### Excerpt provided
··········
2006: About $67,000.

As you can see, there's quite a jump from 2006 from the rest of the years; I made more than four times as much in science fiction than the year before, and about twice what I made for all the years previous. So what happened? Lots of things:

1. 2006 was the first year I received royalties on sales of Old Man's War. The book had earned out on its advance roughly halfway through 2005 -- but royalty statements are tallied up only twice a year (halfway through the fiscal year and then again at the end) and it takes a few months after that for the information (and checks) to be sent to agents and authors. And even when your book is in the black, there's another publishing accounting practice called "reserves against returns," in which the publisher holds some of your royalties in escrow just in case more than expected copies of your book come flooding back to the publisher from booksellers. What this reserves does (or, at the very least, did for me) is to retard the flow of royalties to the author by one royalty statement, which is to say, by another six months. So although Old Man's War was published in January 2005, I waited seventeen months to get my first royalty check.

(There was also another another wrinkle here in that in addition to earning out its advance, OMW also had to earn out the advance of The Android's Dream, which I sold at the same time; the contracts specified I wouldn't see royalties from either until both were earned out -- so theoretically it would have been possible that I wouldn't have seen royalties from Old Man's War until deep into 2008, since TAD wasn't published until late October 2006. Fortunately, OMW was up to the task -- and because of that I get royalties from TAD from book one. So buy it, damn it.)

Bear in mind it's not a guaranteed thing that an author will receive royalties; the conventional wisdom is that most books either don't earn out for their authors or just about break even, and I suspect that most publishers try to calibrate their advances to authors based on what they expect the author to make from the book over the course of the book's run. Indeed, I've heard at least one author say to me that if you're getting royalties, that just means the publisher didn't pay you enough up front. We can have a philosophical debate as to whether it's better for an author to get a big chunk of money up front or a smaller flow out the back; for now, however, I can say I'm pleased to have the royalty income.

I should also note that while a time lag for royalties is standard operating procedure, there are times when royalties can come more quickly than not. When the limited edition hardcover of Agent to the Stars sold out its print run midway through 2006, Subterranean Press quickly cut me a check for the royalties I was owed. This was partially because as a limited run, there was a finite timespan the book was available (i.e., up until the moment the last one sold) and also a finite amount or royalty I would be owed, and as a small press Subterranean has pretty tight control of its inventory, all of which is not necessarily the case with an open-ended book run. It's also partially because Subterranean Press publisher Bill Schafer is a hoopy frood who knows where his towel is, and also knows authors like to get paid sooner than later whenever possible.

All told, my royalty income in 2006 was about $15,000.

2. My fiction agent Ethan Ellenberg began to sell foreign-language rights for Old Man's War and The Ghost Brigades, and has been reasonably successful, as OMW has been sold in eight foreign languages now, and TGB in five. The income from foreign language rights varies considerably: I made nearly as much for Old Man's War for the German language rights, for example, as I did for the English language rights. The Chinese language rights? Not so much. A whole lot depends on the the foreign market itself: whether SF is a popular genre, how much income the readers in the country have to buy books, how much books sell for in each market and so on. In aggregate, however, it can add up to a comfortable amount.
··········
### The data
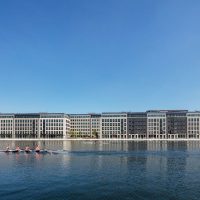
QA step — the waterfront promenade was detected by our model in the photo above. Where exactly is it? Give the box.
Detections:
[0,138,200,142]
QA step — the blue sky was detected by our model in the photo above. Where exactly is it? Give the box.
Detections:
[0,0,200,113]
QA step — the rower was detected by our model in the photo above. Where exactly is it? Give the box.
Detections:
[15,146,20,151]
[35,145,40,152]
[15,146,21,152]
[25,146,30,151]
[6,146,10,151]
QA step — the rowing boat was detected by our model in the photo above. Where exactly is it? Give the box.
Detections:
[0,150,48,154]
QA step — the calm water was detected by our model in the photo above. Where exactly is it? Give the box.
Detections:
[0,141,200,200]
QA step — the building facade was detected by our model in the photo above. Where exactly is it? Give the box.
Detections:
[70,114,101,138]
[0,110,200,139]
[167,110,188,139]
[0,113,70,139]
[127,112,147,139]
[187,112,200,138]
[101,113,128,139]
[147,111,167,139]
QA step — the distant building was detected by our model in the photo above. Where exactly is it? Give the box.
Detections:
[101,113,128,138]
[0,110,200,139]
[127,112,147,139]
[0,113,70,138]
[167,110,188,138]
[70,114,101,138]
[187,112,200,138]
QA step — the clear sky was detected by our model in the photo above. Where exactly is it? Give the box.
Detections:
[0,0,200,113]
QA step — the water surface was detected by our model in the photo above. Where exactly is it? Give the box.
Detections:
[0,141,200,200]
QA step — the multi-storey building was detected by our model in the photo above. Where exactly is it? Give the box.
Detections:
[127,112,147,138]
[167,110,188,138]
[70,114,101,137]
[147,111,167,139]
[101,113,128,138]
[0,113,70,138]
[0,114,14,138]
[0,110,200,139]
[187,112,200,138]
··········
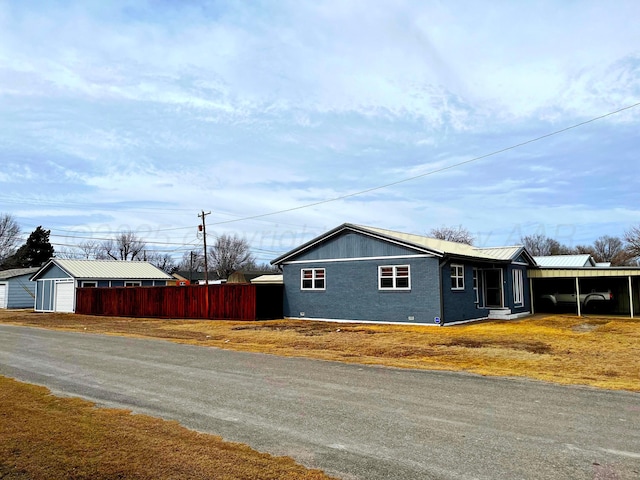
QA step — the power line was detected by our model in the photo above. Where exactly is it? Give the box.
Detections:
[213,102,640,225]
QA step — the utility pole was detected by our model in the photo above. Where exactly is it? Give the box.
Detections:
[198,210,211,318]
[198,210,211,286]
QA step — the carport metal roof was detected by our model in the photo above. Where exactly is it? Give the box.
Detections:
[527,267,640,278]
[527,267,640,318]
··········
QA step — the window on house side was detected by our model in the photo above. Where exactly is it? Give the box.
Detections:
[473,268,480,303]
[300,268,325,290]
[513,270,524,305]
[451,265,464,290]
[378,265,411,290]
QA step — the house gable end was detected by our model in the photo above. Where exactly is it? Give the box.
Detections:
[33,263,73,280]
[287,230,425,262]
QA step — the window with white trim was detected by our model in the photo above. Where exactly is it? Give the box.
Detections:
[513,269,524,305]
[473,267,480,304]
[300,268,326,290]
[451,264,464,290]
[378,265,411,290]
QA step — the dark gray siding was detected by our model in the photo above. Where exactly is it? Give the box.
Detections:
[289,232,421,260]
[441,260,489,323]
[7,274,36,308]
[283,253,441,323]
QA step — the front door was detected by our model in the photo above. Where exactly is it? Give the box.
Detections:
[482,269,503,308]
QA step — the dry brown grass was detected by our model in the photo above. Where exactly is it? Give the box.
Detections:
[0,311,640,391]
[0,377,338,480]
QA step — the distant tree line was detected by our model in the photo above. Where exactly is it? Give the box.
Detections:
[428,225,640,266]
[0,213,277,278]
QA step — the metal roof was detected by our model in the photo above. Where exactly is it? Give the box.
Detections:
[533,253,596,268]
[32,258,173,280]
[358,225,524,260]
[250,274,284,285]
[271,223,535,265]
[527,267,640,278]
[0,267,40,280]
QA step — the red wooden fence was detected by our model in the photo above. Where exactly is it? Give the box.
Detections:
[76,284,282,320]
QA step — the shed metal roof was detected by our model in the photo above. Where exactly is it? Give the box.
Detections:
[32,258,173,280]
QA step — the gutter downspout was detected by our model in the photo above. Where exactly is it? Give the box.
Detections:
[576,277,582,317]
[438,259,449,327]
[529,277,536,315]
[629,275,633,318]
··········
### Questions
1. In the excerpt on 2006 writing income, how many months after the January 2005 publication of Old Man's War did the first royalty check arrive?
2. Decide whether each statement agrees with the excerpt on 2006 writing income: (a) The Android's Dream was published in late October 2006. (b) Old Man's War had been sold in five foreign languages. (c) Royalty statements are tallied up four times a year.
3. Reproduce the part of the excerpt on 2006 writing income that starts at "I should also" and ends at "later whenever possible.".

### Answers to the exercise
1. Seventeen months.

2.
(a) Yes: "TAD wasn't published until late October 2006."
(b) No: "OMW has been sold in eight foreign languages now, and TGB in five."
(c) No: "royalty statements are tallied up only twice a year."

3.
I should also note that while a time lag for royalties is standard operating procedure, there are times when royalties can come more quickly than not. When the limited edition hardcover of Agent to the Stars sold out its print run midway through 2006, Subterranean Press quickly cut me a check for the royalties I was owed. This was partially because as a limited run, there was a finite timespan the book was available (i.e., up until the moment the last one sold) and also a finite amount or royalty I would be owed, and as a small press Subterranean has pretty tight control of its inventory, all of which is not necessarily the case with an open-ended book run. It's also partially because Subterranean Press publisher Bill Schafer is a hoopy frood who knows where his towel is, and also knows authors like to get paid sooner than later whenever possible.